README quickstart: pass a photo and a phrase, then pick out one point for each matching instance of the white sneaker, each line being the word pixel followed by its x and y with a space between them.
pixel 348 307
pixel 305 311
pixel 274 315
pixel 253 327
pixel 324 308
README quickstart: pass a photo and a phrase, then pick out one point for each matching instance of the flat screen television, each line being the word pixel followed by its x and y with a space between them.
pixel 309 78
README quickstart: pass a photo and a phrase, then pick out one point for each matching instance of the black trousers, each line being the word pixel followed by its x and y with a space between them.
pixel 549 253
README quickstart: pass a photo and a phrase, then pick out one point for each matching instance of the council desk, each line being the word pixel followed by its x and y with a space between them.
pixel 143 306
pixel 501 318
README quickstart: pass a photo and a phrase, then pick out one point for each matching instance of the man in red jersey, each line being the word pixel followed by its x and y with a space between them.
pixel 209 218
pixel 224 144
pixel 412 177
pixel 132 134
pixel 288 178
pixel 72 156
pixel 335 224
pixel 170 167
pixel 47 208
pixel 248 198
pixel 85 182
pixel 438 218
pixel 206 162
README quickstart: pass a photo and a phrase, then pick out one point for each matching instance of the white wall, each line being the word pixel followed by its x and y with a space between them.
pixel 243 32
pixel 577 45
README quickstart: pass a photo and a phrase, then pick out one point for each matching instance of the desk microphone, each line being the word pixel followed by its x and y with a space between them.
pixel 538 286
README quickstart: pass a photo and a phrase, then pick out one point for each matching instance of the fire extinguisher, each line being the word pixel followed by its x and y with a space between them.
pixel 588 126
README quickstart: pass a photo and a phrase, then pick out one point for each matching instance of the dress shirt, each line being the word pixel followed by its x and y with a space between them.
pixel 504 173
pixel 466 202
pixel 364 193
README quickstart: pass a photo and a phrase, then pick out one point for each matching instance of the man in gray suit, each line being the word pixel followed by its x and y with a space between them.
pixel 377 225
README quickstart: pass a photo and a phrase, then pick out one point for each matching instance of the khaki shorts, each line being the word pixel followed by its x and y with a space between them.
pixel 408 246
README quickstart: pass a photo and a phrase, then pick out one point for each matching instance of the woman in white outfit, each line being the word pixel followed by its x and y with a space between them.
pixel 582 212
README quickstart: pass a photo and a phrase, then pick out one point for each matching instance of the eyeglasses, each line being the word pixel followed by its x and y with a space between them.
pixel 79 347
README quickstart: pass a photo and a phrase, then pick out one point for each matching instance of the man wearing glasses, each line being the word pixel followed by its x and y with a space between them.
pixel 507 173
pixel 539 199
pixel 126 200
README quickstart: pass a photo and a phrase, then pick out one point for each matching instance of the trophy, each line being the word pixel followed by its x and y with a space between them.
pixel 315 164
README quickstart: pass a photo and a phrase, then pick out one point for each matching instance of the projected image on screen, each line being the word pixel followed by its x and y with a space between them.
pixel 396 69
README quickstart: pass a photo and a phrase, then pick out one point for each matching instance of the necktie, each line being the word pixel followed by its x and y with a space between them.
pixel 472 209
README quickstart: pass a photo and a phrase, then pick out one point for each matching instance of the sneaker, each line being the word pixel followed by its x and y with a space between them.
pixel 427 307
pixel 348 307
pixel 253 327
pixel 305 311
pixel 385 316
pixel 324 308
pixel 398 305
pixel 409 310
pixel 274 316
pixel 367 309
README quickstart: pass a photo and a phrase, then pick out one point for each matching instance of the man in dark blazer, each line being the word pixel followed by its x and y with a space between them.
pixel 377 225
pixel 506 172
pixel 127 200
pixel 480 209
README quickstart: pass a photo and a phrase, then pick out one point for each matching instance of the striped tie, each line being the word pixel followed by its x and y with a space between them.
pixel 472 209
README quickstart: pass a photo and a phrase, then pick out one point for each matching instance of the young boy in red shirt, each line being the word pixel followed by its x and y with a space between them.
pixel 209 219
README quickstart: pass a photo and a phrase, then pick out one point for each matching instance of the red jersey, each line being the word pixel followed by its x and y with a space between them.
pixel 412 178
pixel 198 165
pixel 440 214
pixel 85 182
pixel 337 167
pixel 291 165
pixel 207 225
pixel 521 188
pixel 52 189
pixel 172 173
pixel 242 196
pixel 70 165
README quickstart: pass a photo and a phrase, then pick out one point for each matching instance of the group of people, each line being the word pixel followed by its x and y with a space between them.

■ ■ ■ ■ ■

* [WORK INSTRUCTIONS]:
Copy every one of the records above verbatim, keeping each line unchanged and in its original order.

* [OUTPUT FOR THIS EXERCISE]:
README quickstart: pass a photo and a phrase, then pick out one point for each matching instance of the white sneaker, each line being the word pixel followed by its x and y with a space between them.
pixel 348 307
pixel 305 311
pixel 274 315
pixel 253 327
pixel 324 308
README quickstart: pass a photo and a phrase, then pick out one point for each matching instance of the flat screen television, each line being the word pixel followed by its x and y with a space between them.
pixel 309 78
README quickstart: pass a photo and a phrase, then pick out one point for each matching instance of the black trousers, each line being the word pixel followed by its x and y with a space between them.
pixel 549 253
README quickstart: pass a photo and a phrase, then pick out one point for each matching instance of the council desk, each line being the word pixel followed by its x and y with a space between them.
pixel 143 306
pixel 501 318
README quickstart: pass a photo and a phrase, then pick out one point for each matching instance of the man in red jersey, each line being the word pixel followed by its x and y with a space between them.
pixel 209 218
pixel 224 144
pixel 412 177
pixel 132 134
pixel 288 178
pixel 72 156
pixel 335 224
pixel 170 167
pixel 47 208
pixel 248 198
pixel 85 182
pixel 438 218
pixel 206 162
README quickstart: pass a photo and a phrase, then pick out one point for each matching instance of the white wall, each line being the word pixel followed by its x and y with a space between them.
pixel 243 32
pixel 577 45
README quickstart: pass a photo and a phrase, then pick out one point for each matching instance of the desk microphone, each line being the word pixel followed by its x and y with a space between them.
pixel 538 286
README quickstart: pass a photo and a phrase, then pick out one point for each matching instance of the fire extinguisher, each line being the word pixel followed by its x and y with a space between them.
pixel 588 126
README quickstart: pass a photo and a phrase, then pick out one point for each matching instance of the dress shirt, each line being the word pixel followed by its x and y with a space between them.
pixel 504 173
pixel 466 202
pixel 364 193
README quickstart: pass a photo and a phrase, then pick out one point for each matching instance of the man in gray suit, each line being the word pixel followed by its x and y with a space between them.
pixel 377 225
README quickstart: pass a photo and a phrase, then pick out one point for each matching instance of the khaki shorts, each line being the word pixel followed by its x and y with a space between them.
pixel 408 246
README quickstart: pass a photo and a phrase, then pick out one point for each matching instance of the woman in white outfit, each line being the word pixel followed by its x and y with a space between them.
pixel 582 212
README quickstart: pass a photo and a phrase, then pick out one point for each matching instance of the eyeglasses, each line being the word pixel followed by its x and y with a space between them.
pixel 79 347
README quickstart: pass a photo and a phrase, then pick out one point for each matching instance of the man wearing glasses, each line being the word pixel followed by its x and y with a space between them.
pixel 507 173
pixel 539 199
pixel 126 200
README quickstart: pass a photo and a phrase, then pick out one point for each matching instance of the trophy, each line being the word pixel followed by its x and y with a space between them.
pixel 315 164
README quickstart: pass a photo and a phrase, then pick out one point for each matching instance of the projected image on screen, each line being the word pixel followed by its x and y with a space between them.
pixel 396 69
README quickstart: pass a photo and a phrase, then pick out one point for each matching instance of the necktie, each line being the word pixel followed by its x and y with a space between them.
pixel 472 209
README quickstart: pass a photo and a phrase, then pick out one point for each matching instance of the sneaker, each line being the word pixel followed by its x and y with a space between them.
pixel 427 307
pixel 348 307
pixel 253 327
pixel 305 311
pixel 385 316
pixel 324 308
pixel 398 305
pixel 409 310
pixel 274 316
pixel 367 309
README quickstart: pass a photo and a phrase, then pick out one point for each matching instance of the man in dark blazer, each line being the word pixel followed by its x and y with a space between them.
pixel 377 225
pixel 506 172
pixel 127 200
pixel 480 209
README quickstart: pass a photo and a phrase, then pick out one point for each matching instance of the striped tie, each line being the word pixel followed by its x and y with a space between them.
pixel 472 209
README quickstart: pass a photo and a phrase, then pick out one point for each matching instance of the young boy in red shirt, each line being the word pixel followed by its x and y with a space between them.
pixel 209 219
README quickstart: pass a photo and a phrase, then pick out one point for each matching instance of the red jersey, each line being the word pixel followed by its x and y with a space between them.
pixel 412 178
pixel 198 165
pixel 440 214
pixel 85 182
pixel 337 167
pixel 291 165
pixel 207 225
pixel 521 188
pixel 52 189
pixel 172 173
pixel 242 196
pixel 70 165
README quickstart: pass a photo and a phrase, then pick out one point for each matching instance of the group of people, each line being the word pixel followed by its x and y with a space between them.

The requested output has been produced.